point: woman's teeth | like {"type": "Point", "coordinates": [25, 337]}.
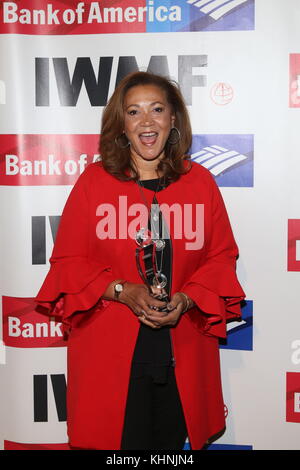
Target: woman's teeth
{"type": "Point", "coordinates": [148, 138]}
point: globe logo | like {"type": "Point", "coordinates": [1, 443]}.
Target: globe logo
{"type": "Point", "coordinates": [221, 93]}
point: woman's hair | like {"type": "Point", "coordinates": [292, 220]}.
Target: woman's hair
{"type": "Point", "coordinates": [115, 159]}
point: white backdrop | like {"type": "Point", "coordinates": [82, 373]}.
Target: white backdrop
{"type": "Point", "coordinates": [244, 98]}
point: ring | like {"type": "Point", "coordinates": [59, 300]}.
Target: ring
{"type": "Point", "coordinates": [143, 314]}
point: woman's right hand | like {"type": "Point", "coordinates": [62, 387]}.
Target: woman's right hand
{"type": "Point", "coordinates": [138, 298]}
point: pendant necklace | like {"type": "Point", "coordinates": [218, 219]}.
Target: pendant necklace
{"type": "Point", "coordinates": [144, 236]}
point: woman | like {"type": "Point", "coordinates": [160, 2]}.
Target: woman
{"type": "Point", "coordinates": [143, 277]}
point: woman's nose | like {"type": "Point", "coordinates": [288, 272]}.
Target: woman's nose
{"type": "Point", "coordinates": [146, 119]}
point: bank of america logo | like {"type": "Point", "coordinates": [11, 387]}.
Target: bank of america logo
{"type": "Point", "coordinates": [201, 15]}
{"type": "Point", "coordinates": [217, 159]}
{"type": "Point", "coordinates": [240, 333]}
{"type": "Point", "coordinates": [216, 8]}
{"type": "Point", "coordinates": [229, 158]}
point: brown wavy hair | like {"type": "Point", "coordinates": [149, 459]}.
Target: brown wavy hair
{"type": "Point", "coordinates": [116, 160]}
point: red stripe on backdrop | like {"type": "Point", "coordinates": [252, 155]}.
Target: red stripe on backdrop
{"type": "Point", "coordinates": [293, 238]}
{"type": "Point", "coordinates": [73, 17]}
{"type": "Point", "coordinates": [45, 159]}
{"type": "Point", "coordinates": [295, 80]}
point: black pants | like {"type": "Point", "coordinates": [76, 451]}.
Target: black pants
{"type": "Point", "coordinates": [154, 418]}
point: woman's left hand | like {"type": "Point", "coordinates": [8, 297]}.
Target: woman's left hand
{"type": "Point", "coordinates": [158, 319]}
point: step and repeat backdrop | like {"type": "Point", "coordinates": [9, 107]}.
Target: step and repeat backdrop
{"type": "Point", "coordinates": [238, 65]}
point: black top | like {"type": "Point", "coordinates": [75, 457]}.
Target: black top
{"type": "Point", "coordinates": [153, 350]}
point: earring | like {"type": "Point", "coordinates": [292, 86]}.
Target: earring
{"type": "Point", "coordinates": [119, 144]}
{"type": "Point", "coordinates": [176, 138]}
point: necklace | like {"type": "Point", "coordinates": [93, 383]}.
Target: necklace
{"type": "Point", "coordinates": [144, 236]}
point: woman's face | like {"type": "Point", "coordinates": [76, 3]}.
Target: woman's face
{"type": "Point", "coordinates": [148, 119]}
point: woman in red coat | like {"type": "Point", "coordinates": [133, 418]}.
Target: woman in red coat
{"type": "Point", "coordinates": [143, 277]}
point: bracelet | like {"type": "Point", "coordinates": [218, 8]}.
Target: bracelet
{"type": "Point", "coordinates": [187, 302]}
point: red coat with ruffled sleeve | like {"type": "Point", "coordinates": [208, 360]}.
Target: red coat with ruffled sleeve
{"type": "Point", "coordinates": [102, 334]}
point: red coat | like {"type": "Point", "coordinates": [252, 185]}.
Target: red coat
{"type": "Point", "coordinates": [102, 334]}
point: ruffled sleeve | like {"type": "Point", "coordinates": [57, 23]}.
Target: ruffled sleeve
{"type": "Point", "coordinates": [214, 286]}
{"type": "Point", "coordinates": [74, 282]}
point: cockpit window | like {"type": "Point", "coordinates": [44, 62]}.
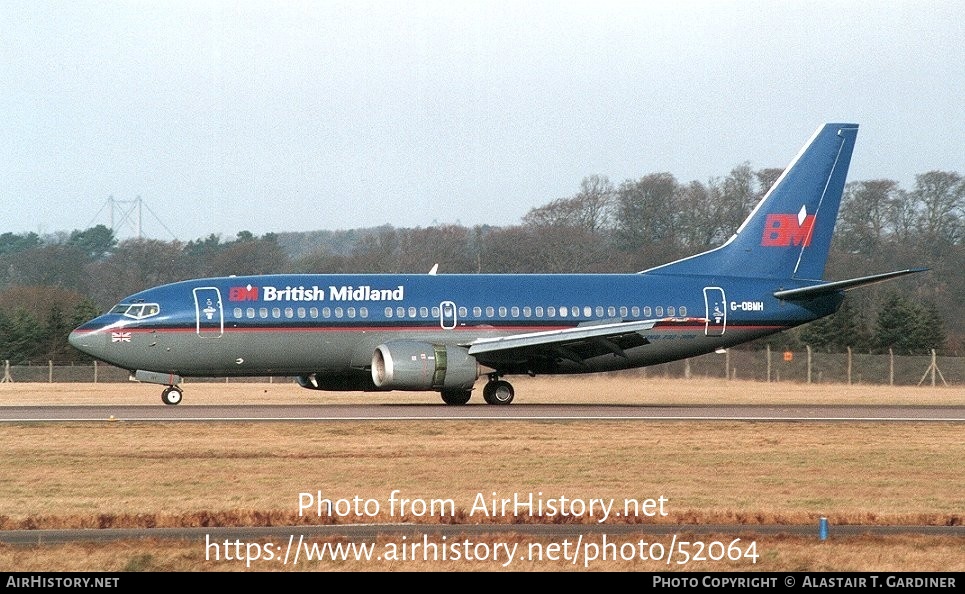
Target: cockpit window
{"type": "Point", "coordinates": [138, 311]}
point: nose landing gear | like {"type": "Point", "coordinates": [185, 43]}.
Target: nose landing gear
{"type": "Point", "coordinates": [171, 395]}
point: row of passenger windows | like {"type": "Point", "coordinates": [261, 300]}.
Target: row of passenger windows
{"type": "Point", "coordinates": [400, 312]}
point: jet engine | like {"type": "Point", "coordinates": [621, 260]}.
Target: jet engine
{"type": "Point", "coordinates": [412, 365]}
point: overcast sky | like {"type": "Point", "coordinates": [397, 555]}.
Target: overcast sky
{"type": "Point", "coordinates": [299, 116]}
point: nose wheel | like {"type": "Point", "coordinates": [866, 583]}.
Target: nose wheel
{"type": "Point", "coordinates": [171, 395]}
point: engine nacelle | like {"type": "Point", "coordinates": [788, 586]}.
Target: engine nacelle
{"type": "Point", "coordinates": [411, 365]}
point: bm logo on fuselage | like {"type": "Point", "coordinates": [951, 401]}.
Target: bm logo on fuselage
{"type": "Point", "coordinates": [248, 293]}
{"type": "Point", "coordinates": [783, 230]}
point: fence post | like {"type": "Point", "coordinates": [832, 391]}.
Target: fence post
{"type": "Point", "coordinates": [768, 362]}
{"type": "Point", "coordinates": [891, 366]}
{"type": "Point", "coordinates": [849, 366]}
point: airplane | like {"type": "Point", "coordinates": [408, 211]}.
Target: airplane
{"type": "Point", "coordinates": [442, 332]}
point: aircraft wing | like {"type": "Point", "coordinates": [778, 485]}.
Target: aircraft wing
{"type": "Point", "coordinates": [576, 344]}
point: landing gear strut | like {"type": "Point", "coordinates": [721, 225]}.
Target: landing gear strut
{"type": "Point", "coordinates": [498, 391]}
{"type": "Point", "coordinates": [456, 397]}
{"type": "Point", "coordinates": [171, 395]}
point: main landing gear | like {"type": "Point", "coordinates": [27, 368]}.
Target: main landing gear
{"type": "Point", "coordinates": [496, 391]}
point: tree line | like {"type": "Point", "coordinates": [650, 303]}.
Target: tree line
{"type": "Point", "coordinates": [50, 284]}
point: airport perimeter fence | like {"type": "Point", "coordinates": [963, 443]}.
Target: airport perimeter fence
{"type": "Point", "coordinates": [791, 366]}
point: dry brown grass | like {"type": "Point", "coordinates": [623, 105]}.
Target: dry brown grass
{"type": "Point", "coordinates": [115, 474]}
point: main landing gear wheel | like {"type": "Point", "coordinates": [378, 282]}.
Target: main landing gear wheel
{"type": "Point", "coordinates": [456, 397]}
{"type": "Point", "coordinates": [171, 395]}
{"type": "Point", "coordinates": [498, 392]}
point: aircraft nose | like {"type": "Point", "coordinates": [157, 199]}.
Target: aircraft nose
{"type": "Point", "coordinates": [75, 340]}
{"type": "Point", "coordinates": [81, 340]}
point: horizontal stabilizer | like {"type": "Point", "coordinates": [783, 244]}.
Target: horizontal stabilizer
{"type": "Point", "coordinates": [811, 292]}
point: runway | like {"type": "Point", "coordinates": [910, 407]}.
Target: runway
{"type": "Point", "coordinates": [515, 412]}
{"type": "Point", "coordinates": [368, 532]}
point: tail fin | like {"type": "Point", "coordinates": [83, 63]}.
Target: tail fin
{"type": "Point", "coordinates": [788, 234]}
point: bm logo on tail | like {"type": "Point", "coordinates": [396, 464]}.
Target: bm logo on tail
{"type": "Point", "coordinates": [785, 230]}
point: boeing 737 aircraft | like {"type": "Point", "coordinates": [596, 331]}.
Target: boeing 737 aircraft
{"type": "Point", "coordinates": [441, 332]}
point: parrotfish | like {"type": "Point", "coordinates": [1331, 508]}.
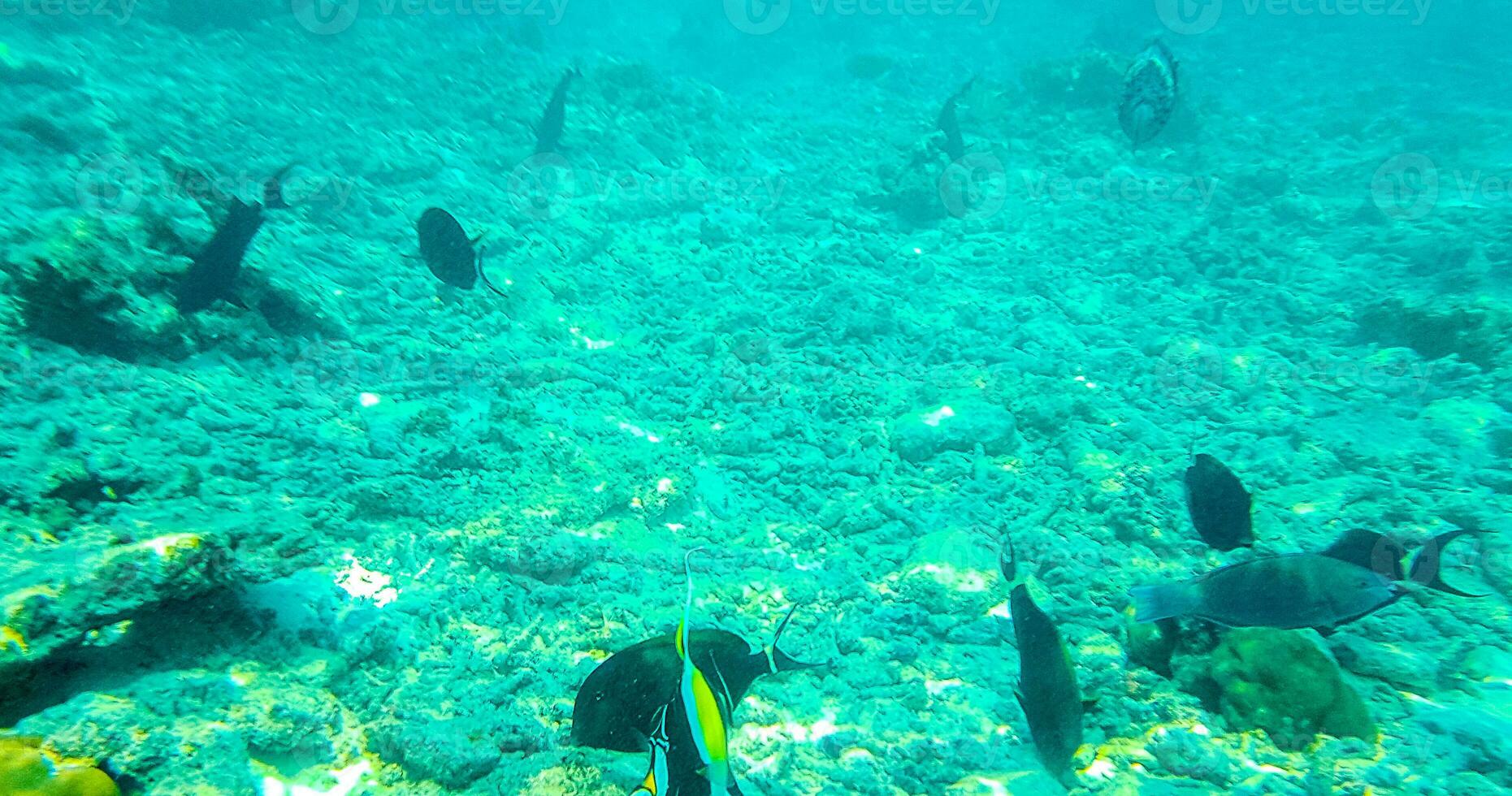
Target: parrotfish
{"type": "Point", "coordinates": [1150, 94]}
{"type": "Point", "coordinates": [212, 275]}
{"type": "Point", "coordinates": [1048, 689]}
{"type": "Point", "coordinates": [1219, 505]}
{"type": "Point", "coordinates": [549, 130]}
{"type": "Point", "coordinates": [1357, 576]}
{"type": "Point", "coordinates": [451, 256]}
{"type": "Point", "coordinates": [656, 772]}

• **Exercise**:
Starting with the line that contains "Target: boeing 737 aircraft", print every line through the end of the data exactly as written; omit all pictures and add nothing else.

• **Result of this exercise**:
Target: boeing 737 aircraft
{"type": "Point", "coordinates": [441, 332]}
point: parrotfish | like {"type": "Point", "coordinates": [1331, 508]}.
Target: parrotfish
{"type": "Point", "coordinates": [1150, 94]}
{"type": "Point", "coordinates": [212, 275]}
{"type": "Point", "coordinates": [1048, 689]}
{"type": "Point", "coordinates": [1219, 505]}
{"type": "Point", "coordinates": [549, 130]}
{"type": "Point", "coordinates": [1357, 576]}
{"type": "Point", "coordinates": [451, 256]}
{"type": "Point", "coordinates": [656, 772]}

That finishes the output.